### CONSIGNE ÉCRITE
Répondez aux trois questions suivantes d'après l'extrait sur la crise de la monarchie.
1. De quoi est faite la couronne que le Roi porte sur la tête ?
2. Sous quelle forme la révolution bat-elle son plein dans les rues ?
3. Où traînent la vraie couronne royale et le spectre ?

### EXTRAIT FOURNI
2. Crise de la monarchie

Enfermés dans une pièce obscure qui ressemble à une cellule de prison, le Roi et son bouffon, protagonistes éponymes de la pièce analysée, ont fait l’objet « d’une terrible moquerie » (R, 5)[6]. Le Roi porte sur la tête une couronne faite d’un gâteau d’anniversaire orné de bougies. Il est assis sur une sorte de trône roulant qui ressemble à une brouette. Quant au bouffon, on l’a enveloppé dans du papier toilette et on lui a mis un ruban rouge à la hauteur de la bouche, pour en faire un cadeau d’anniversaire. Dehors, dans les rues, la révolution bat son plein sous la forme d’un carnaval. Le peuple fête la liberté retrouvée et la mort du roi, qui va être bientôt jugé et exécuté.

Il suffit de lire l’exposition de l’action présentée plus haut pour constater que la monarchie se trouve dans une crise grave, une crise du pouvoir. Cela est symbolisé, dès le début de la pièce, par la profanation de ses attributs. La vraie couronne royale et le spectre traînent aux pieds des deux protagonistes humiliés. Le peuple leur jette des ordures à la tête par la fenêtre de la cellule :

Une pluie d’ordures déferle sur le roi et sur le bouffon. On dirait qu’une grosse poubelle se renverse sur la tête des deux personnages. D’ailleurs les deux s’écroulent par terre. Dehors, la musique, les cris et les chants montent encore en intensité. Des ordures continuent à s’abattre sur les deux personnages : des confettis, des œufs, des tomates pourries, des boules de papier, des morceaux de masques (des yeux, des nez, des bouches, des langues, des oreilles géantes) etc. En quelques dizaines de secondes le Roi et le bouffon sont couverts par un tas de détritus. Le bouffon se recroqueville aux pieds du Roi et protège sa tête avec ses mains. Le roi reste digne, mais à genoux (R, 17).

### DONNÉES BRUTES

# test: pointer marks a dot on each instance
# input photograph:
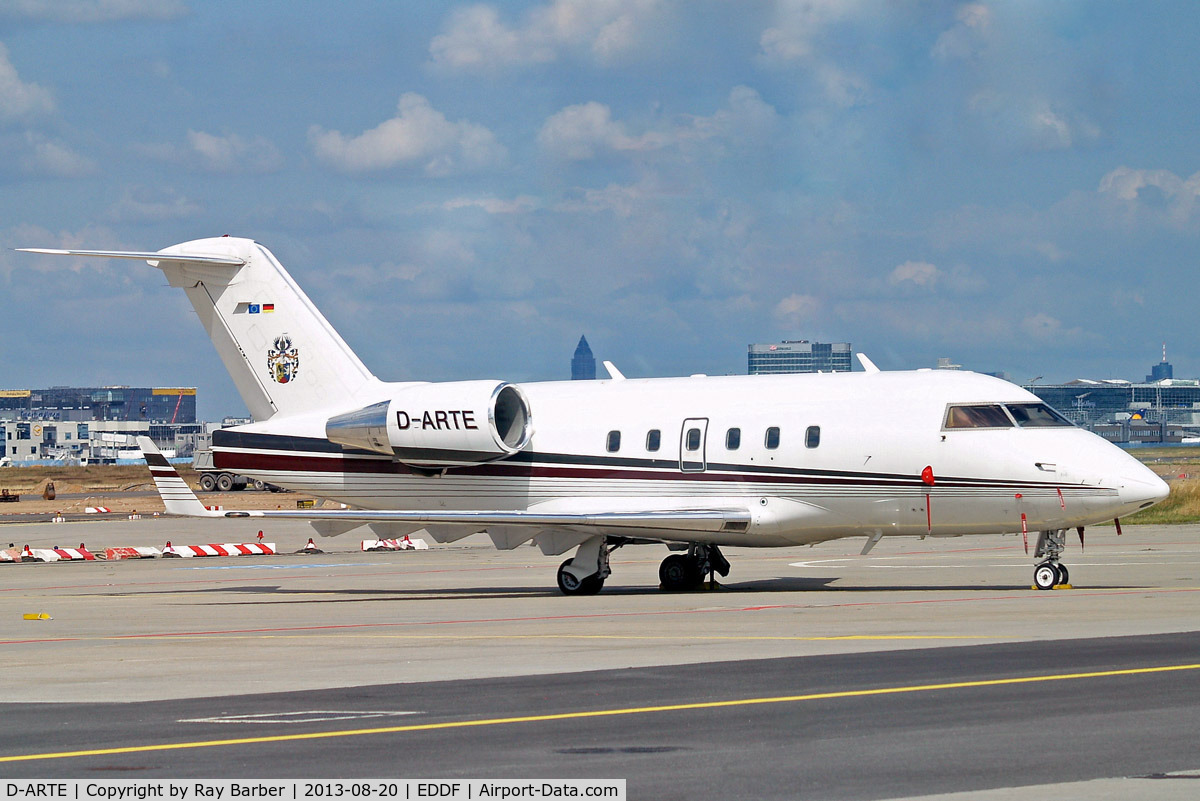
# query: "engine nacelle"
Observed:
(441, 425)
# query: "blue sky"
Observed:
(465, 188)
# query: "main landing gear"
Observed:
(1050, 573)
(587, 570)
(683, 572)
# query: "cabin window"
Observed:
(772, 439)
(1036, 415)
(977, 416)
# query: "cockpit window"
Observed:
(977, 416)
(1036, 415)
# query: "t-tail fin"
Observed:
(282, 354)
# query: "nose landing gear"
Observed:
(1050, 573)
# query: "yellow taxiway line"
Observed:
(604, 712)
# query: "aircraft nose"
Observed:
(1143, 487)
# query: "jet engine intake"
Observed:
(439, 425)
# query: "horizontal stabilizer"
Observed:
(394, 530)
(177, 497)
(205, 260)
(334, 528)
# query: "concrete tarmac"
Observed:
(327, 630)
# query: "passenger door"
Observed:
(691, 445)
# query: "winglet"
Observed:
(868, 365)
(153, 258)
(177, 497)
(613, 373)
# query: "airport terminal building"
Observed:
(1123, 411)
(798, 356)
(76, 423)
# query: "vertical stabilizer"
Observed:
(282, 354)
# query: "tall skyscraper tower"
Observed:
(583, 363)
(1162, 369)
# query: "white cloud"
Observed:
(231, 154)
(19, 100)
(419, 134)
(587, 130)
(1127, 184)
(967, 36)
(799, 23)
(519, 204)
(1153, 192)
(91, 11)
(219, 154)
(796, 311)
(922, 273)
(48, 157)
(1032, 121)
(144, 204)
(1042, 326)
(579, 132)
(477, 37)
* * *
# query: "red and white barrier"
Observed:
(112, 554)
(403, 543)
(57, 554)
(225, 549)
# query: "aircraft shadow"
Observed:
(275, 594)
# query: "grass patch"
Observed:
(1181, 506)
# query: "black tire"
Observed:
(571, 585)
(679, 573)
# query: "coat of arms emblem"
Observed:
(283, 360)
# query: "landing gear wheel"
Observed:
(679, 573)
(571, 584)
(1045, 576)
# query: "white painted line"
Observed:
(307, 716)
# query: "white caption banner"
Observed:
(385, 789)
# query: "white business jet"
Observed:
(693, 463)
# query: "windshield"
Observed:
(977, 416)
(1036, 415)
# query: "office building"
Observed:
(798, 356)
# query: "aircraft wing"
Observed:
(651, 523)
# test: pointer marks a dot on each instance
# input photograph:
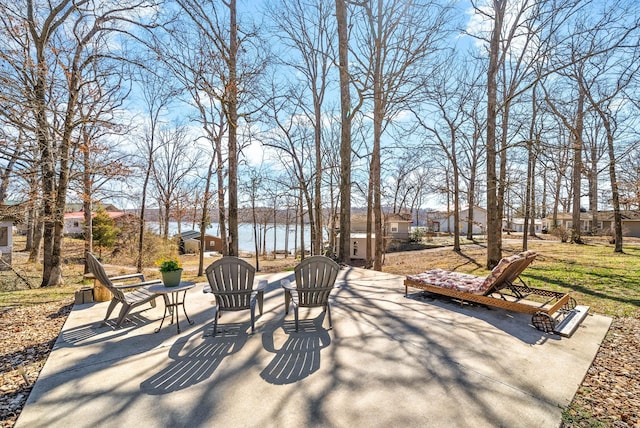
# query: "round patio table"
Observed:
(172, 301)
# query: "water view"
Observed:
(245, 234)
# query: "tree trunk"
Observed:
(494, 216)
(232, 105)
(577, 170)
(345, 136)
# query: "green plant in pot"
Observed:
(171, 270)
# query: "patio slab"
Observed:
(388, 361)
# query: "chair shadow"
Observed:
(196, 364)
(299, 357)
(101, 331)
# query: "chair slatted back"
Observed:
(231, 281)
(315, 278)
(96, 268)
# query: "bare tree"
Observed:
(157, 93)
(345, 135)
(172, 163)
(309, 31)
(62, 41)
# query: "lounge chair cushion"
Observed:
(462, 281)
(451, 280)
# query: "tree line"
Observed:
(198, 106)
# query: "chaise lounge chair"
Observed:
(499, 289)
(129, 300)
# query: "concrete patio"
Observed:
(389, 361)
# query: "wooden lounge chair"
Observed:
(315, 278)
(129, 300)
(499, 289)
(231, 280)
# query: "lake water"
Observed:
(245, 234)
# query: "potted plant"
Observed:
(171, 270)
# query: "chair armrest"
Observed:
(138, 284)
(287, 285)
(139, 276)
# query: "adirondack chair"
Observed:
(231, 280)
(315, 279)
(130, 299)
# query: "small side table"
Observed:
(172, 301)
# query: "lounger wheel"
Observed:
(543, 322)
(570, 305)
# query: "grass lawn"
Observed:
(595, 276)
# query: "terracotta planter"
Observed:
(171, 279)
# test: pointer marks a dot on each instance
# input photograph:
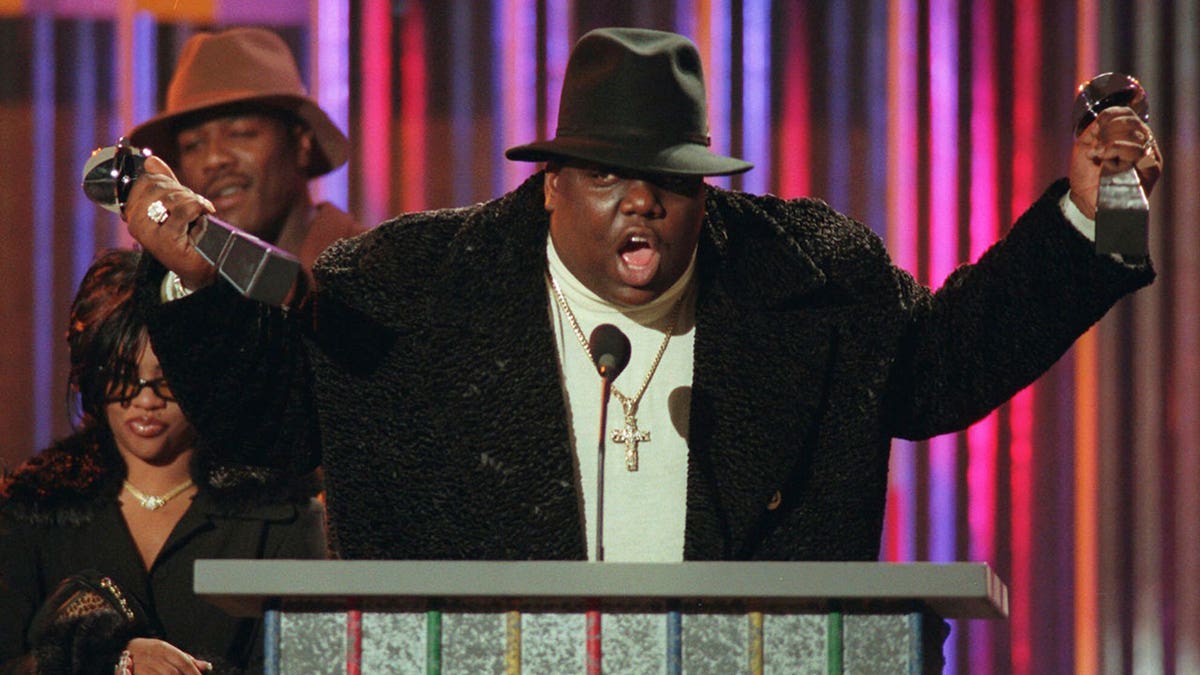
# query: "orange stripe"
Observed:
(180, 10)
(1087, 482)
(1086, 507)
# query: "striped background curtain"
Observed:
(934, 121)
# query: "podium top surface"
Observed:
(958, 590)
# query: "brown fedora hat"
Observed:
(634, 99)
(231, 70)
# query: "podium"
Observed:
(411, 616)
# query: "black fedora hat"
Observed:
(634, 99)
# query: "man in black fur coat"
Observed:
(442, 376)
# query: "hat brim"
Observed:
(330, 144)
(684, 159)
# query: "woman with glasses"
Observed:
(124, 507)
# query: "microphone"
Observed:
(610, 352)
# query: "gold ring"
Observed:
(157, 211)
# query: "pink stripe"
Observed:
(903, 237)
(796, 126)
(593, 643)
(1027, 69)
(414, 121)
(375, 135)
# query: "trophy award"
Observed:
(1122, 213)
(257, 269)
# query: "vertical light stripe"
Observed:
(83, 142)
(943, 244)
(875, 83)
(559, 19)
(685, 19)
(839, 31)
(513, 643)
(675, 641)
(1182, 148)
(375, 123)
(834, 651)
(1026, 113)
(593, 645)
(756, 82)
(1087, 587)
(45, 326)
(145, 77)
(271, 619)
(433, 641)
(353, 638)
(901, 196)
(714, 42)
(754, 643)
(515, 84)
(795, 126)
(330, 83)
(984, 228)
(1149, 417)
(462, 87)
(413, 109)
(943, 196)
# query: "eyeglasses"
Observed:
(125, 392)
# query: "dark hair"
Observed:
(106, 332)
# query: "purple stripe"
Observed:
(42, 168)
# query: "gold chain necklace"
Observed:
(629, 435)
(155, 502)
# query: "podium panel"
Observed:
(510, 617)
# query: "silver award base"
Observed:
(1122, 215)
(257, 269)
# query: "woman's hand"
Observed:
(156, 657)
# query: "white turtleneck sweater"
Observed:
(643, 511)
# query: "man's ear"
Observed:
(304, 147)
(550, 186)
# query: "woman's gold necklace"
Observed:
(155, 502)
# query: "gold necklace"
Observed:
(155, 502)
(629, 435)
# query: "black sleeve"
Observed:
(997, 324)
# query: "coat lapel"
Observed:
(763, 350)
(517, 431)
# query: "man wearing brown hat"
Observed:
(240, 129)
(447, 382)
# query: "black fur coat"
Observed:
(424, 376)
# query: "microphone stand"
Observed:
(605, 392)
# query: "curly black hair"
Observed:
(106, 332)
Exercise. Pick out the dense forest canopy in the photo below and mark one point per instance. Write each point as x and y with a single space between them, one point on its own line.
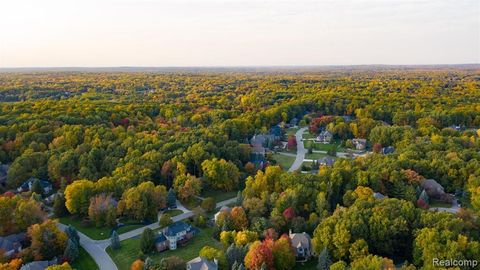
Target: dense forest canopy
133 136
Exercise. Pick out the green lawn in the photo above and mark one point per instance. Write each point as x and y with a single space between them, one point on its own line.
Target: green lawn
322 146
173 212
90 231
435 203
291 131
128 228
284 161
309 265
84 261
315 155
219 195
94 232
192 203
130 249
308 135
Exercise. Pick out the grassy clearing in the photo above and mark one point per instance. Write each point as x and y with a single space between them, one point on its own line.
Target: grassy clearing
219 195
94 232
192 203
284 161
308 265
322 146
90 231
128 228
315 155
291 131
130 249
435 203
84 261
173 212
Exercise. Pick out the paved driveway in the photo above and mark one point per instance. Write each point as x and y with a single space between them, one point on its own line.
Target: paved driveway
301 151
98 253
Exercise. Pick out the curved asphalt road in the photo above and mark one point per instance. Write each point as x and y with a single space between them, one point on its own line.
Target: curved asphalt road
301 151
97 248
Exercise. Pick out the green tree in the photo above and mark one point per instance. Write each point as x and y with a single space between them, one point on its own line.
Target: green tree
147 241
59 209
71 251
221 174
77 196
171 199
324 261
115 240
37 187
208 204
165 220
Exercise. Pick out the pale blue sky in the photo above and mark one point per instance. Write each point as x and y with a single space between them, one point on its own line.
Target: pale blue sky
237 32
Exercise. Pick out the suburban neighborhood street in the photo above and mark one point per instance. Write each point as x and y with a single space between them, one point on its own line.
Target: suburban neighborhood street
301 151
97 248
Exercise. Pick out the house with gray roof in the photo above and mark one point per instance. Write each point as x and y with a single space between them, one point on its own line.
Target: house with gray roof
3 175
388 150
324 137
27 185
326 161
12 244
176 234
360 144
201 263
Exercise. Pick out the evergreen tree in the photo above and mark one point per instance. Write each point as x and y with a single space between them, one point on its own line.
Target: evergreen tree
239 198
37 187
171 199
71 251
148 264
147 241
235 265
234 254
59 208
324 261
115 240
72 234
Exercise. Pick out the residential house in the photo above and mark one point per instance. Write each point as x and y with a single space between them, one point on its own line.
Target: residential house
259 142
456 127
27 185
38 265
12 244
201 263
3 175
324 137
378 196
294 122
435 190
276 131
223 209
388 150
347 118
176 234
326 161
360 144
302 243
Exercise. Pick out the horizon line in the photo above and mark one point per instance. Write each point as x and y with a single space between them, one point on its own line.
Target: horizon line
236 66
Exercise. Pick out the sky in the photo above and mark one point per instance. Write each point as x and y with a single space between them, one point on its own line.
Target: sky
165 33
...
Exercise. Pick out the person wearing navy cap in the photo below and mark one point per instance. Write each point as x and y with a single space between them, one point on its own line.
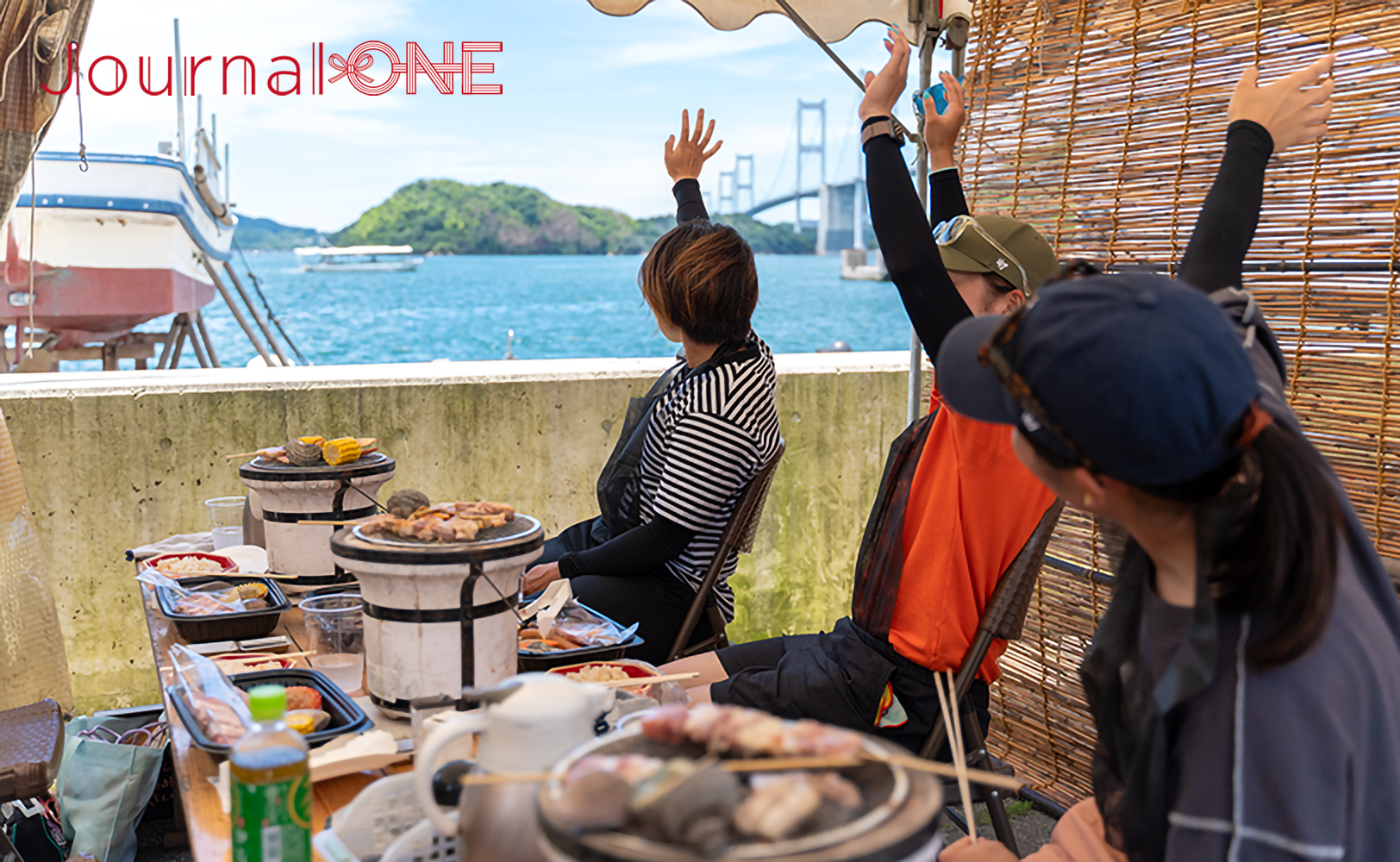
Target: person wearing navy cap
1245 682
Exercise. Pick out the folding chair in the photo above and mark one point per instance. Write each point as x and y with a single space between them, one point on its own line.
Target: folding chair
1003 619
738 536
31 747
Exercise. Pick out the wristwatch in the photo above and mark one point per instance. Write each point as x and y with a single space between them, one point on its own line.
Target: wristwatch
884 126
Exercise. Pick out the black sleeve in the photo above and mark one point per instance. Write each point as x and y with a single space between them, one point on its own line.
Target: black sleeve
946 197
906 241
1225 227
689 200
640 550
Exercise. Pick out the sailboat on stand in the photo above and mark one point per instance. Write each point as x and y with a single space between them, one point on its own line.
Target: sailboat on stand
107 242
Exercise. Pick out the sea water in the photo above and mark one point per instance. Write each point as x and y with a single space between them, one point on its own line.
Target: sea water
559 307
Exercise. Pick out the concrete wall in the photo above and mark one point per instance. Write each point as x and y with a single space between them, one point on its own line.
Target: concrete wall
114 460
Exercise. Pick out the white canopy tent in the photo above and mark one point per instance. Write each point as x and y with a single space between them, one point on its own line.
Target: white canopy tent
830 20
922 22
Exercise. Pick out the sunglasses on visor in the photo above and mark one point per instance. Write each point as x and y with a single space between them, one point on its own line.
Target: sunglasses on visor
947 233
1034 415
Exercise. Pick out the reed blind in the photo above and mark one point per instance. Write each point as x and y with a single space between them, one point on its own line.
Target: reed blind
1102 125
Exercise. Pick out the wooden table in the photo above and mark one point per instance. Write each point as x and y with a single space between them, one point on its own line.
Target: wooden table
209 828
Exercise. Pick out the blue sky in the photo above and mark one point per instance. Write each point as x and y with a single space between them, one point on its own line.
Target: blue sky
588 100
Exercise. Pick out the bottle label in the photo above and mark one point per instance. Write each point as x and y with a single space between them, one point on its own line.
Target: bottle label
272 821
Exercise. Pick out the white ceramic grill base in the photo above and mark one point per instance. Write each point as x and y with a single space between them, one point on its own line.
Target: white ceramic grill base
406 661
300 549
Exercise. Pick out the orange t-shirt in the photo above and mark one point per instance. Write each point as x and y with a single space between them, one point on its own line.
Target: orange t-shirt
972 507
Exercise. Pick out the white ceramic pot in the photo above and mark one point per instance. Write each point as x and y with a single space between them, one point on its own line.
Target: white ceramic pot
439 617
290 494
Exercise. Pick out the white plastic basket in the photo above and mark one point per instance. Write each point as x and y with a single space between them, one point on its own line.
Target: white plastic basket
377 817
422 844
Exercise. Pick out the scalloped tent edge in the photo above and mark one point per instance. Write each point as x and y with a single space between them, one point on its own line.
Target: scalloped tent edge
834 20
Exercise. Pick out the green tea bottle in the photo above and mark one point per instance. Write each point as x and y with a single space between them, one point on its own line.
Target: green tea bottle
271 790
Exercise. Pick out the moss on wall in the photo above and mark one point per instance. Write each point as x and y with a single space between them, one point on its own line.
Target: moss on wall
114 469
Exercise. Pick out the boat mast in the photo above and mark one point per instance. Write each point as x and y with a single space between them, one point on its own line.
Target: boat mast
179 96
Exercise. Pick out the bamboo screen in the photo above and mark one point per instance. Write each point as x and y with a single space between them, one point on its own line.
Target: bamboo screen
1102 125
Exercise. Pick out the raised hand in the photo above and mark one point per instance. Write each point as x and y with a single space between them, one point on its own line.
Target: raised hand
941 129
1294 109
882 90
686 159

### LE RÉSULTAT
1. D'un gâteau d'anniversaire orné de bougies.
2. Sous la forme d'un carnaval.
3. Aux pieds des deux protagonistes humiliés.